> **CHALLENGES**:
1: Using the profile of Juilee Parag Parkhi, answer these questions, each on its own line:
(a) Through what does she create reflective essays, poetry, and cinematic narratives?
(b) Where was she raised?
(c) What boundary do her visual essays aim to blur?
2: For each statement below, say whether it agrees with the profile of Juilee Parag Parkhi, and quote the words from the profile that decide it.
(a) Her work tries to explain life.
(b) She was raised in India.
(c) Her writing is rooted in personal observation but still resonates widely.
3: Continue the profile of Juilee Parag Parkhi from its last sentence.

> **PAGE EXTRACT**:
━━━━━━━━━━━━━━━━━━━━

Juilee Parag Parkhi
Writer. Filmmaker. Observer of the unseen.
Juilee Parag Parkhi is a writer and filmmaker whose work lives in the quiet space between thought and feeling — where stories are not always spoken, but deeply understood.
Through Juilee Journal, she creates reflective essays, poetry, and cinematic narratives that explore human psychology, emotional landscapes, and the subtle patterns of everyday life. Her writing is both intimate and expansive — rooted in personal observation, yet resonating with a universal familiarity.
There is a stillness to her work. A pause. A sense that each piece is not trying to explain life, but to sit beside it.
Raised in India, Juilee draws from lived experience, cultural nuance, and an instinct for noticing what often goes unarticulated — the unspoken dynamics in relationships, the weight of silent expectations, the inner dialogues we carry but rarely share.
As a filmmaker, her storytelling is inherently visual. Each piece unfolds like a scene — textured, atmospheric, and quietly immersive. Her visual essays aim to blur the boundary between cinema and literature, creating narratives that are not just read, but felt.

━━━━━━━━━━━━━━━━━━━━

> **EXCERPTED RECORDS**:
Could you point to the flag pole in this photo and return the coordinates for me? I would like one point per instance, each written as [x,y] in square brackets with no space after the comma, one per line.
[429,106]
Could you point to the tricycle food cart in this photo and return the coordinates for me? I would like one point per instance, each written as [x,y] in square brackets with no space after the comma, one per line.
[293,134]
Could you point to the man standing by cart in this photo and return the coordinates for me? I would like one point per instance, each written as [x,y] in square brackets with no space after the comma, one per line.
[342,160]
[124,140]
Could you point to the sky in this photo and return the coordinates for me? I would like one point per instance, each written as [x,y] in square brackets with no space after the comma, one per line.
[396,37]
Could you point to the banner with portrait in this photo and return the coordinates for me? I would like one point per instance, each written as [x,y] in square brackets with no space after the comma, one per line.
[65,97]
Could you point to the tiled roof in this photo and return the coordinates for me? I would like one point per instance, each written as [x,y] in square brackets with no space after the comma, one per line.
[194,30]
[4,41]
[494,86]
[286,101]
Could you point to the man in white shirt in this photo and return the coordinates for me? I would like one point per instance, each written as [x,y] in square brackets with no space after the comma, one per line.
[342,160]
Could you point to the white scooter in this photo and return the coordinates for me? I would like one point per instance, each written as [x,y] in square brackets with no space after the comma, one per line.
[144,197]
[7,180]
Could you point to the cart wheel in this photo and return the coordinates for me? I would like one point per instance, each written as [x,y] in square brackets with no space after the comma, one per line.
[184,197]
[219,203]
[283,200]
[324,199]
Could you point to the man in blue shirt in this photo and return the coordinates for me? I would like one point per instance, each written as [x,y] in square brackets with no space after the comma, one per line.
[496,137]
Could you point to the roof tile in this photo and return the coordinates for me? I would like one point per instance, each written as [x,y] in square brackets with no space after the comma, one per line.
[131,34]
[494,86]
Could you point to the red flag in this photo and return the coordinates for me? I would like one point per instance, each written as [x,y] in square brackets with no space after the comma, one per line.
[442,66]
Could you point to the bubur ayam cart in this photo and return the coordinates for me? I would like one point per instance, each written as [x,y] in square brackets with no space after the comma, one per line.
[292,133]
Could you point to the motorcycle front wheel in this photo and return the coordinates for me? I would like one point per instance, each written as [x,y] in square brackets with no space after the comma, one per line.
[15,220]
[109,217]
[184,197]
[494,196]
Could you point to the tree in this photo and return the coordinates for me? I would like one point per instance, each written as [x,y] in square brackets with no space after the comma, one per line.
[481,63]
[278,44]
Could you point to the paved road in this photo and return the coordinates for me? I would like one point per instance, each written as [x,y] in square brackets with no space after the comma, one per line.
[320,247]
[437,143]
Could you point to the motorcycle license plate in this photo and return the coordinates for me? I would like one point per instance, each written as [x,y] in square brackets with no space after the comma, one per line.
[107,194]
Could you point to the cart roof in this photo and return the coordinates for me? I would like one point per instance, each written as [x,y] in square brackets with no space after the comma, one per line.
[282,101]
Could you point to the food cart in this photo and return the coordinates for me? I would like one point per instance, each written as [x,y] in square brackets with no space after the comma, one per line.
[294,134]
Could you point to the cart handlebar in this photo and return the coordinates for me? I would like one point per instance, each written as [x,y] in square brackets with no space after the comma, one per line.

━━━━━━━━━━━━━━━━━━━━

> **ANSWERS PER TASK**:
1:
(a) Juilee Journal
(b) India
(c) The boundary between cinema and literature

2:
(a) No: "each piece is not trying to explain life, but to sit beside it."
(b) Yes: "Raised in India, Juilee draws from lived experience"
(c) Yes: "rooted in personal observation, yet resonating with a universal familiarity."

3:
Her work seeks recognition — of self, of truth, of the quiet transformations that shape us over time.
A Note From Me
I began writing because there were thoughts that wouldn’t leave —
questions that stayed longer than conversations,
feelings that didn’t quite belong anywhere else.
Over time, writing became a way of understanding — not just the world, but myself within it.
Juilee Journal is that space.
A Place of reflection and presence. If something here feels familiar, it probably already existed within you. I just happened to write it down.
Work & Themes
- Human emotions and inner psychology
- Relationships, boundaries, and personal growth
- Cultural conditioning and identity
- Quiet observations from everyday life
- Cinematic and visual storytelling
Philosophy
In a world that rewards noise and speed,
this work chooses stillness.
Because sometimes,
what changes us the most
doesn’t arrive loudly.
It settles — slowly, quietly —
until we finally see it.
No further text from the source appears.